Copy every record below exactly as it stands.

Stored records
§ §

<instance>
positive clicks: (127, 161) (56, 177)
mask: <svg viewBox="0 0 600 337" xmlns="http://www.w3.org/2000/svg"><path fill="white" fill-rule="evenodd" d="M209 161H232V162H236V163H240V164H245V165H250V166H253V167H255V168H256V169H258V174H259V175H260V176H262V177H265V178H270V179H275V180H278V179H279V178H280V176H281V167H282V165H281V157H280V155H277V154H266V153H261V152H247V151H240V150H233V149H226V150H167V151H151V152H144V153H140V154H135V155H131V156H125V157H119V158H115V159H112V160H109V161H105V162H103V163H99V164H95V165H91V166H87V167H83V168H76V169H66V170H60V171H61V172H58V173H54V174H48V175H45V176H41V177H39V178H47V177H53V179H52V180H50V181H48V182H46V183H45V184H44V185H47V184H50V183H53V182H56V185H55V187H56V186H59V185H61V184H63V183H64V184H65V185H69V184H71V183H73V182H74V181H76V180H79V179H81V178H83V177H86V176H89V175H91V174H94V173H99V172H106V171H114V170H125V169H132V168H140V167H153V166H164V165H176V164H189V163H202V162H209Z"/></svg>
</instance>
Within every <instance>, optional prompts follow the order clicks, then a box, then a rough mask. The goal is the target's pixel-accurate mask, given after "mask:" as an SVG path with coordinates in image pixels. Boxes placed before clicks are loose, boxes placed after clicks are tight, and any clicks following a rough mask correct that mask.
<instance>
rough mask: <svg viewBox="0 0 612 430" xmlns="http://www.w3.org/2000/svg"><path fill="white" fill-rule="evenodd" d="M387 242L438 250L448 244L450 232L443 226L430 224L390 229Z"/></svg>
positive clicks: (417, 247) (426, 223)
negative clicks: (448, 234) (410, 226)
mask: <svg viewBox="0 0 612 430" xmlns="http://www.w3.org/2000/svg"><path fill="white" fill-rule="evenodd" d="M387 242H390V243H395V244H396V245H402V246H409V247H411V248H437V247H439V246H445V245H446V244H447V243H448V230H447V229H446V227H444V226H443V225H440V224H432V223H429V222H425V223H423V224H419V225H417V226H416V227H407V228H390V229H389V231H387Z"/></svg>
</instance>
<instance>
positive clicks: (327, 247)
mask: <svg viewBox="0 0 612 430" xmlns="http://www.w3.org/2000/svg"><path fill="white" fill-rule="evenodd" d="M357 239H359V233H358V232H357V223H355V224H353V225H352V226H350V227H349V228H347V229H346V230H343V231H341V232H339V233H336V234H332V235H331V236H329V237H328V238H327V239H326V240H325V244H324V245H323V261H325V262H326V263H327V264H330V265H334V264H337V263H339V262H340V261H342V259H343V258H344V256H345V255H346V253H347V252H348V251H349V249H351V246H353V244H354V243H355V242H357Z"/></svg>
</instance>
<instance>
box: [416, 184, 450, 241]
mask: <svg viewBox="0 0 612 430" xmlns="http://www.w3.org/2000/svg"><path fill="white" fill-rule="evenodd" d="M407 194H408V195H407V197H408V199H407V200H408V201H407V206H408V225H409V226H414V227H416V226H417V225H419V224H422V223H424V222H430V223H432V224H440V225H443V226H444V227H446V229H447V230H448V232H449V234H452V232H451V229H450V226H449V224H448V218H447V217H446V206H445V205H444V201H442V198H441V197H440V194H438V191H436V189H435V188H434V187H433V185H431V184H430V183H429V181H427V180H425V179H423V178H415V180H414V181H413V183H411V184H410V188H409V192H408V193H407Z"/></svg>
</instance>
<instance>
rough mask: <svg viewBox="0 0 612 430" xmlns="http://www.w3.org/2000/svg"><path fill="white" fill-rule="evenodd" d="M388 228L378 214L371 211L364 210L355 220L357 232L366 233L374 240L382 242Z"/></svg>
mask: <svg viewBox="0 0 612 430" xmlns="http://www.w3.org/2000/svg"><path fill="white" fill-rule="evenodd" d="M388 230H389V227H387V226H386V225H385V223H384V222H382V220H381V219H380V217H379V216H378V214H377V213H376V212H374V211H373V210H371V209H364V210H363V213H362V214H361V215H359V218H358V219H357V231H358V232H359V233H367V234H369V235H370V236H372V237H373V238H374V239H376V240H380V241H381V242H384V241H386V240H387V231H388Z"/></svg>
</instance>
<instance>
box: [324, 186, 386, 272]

§ §

TASK ANSWER:
<instance>
positive clicks: (127, 161) (56, 177)
mask: <svg viewBox="0 0 600 337" xmlns="http://www.w3.org/2000/svg"><path fill="white" fill-rule="evenodd" d="M209 161H232V162H236V163H240V164H245V165H250V166H253V167H255V168H256V169H258V174H259V175H260V176H262V177H265V178H270V179H275V180H278V179H279V178H280V176H281V167H282V165H281V157H280V155H277V154H266V153H261V152H247V151H240V150H233V149H226V150H167V151H151V152H144V153H140V154H135V155H131V156H125V157H119V158H115V159H112V160H109V161H105V162H103V163H99V164H95V165H91V166H87V167H83V168H76V169H66V170H60V171H61V172H58V173H54V174H48V175H45V176H41V177H39V178H47V177H53V179H52V180H50V181H48V182H46V183H45V184H44V185H47V184H50V183H53V182H56V185H55V187H56V186H59V185H61V184H63V183H64V184H65V185H69V184H71V183H73V182H74V181H76V180H79V179H81V178H83V177H86V176H89V175H91V174H94V173H99V172H106V171H114V170H125V169H132V168H140V167H153V166H164V165H176V164H189V163H202V162H209Z"/></svg>
</instance>
Within every <instance>, optional prompts follow the order clicks, then a box, then a rough mask. The goal is the target's pixel-accurate mask, given after "mask:" as an SVG path with coordinates in image pixels. Boxes placed before clicks are loose, boxes placed after clicks are tight, and any clicks following a rough mask correct that mask.
<instance>
rough mask: <svg viewBox="0 0 612 430" xmlns="http://www.w3.org/2000/svg"><path fill="white" fill-rule="evenodd" d="M387 242L438 250L448 244L450 232L443 226L430 224L390 229Z"/></svg>
positive clicks: (417, 247) (426, 223)
negative clicks: (448, 234) (410, 226)
mask: <svg viewBox="0 0 612 430" xmlns="http://www.w3.org/2000/svg"><path fill="white" fill-rule="evenodd" d="M387 242H390V243H395V244H396V245H402V246H409V247H411V248H437V247H439V246H445V245H446V244H447V243H448V230H447V229H446V227H444V226H443V225H440V224H432V223H429V222H425V223H423V224H419V225H417V226H416V227H407V228H390V229H389V231H387Z"/></svg>
</instance>
<instance>
positive clicks: (327, 247)
mask: <svg viewBox="0 0 612 430" xmlns="http://www.w3.org/2000/svg"><path fill="white" fill-rule="evenodd" d="M357 239H359V233H358V232H357V223H355V224H353V225H352V226H350V227H349V228H347V229H346V230H343V231H341V232H339V233H336V234H332V235H331V236H329V237H328V238H327V239H326V240H325V244H324V245H323V261H325V262H326V263H327V264H330V265H334V264H337V263H339V262H340V261H342V259H343V258H344V256H345V255H346V253H347V252H348V251H349V249H351V246H353V244H354V243H355V242H357Z"/></svg>
</instance>
<instance>
box: [416, 184, 450, 241]
mask: <svg viewBox="0 0 612 430" xmlns="http://www.w3.org/2000/svg"><path fill="white" fill-rule="evenodd" d="M407 194H408V195H407V197H408V199H407V200H408V201H407V206H408V225H409V226H414V227H416V226H417V225H419V224H422V223H424V222H430V223H432V224H440V225H443V226H444V227H446V229H447V230H448V232H449V234H452V232H451V229H450V226H449V224H448V218H447V217H446V206H445V205H444V201H442V198H441V197H440V194H438V191H436V189H435V188H434V187H433V185H431V184H430V183H429V181H427V180H425V179H423V178H415V180H414V181H413V183H411V184H410V188H409V192H408V193H407Z"/></svg>
</instance>
<instance>
rough mask: <svg viewBox="0 0 612 430" xmlns="http://www.w3.org/2000/svg"><path fill="white" fill-rule="evenodd" d="M388 228L378 214L371 211L364 210L355 220L357 232L366 233L374 240L382 242Z"/></svg>
mask: <svg viewBox="0 0 612 430" xmlns="http://www.w3.org/2000/svg"><path fill="white" fill-rule="evenodd" d="M388 230H389V227H387V226H386V225H385V223H384V222H382V220H381V219H380V217H379V216H378V214H377V213H376V212H374V211H373V210H371V209H364V210H363V213H362V214H361V215H359V218H358V219H357V231H358V232H359V233H367V234H369V235H370V236H372V237H373V238H374V239H376V240H380V241H381V242H384V241H386V240H387V231H388Z"/></svg>
</instance>
<instance>
box: [324, 186, 386, 272]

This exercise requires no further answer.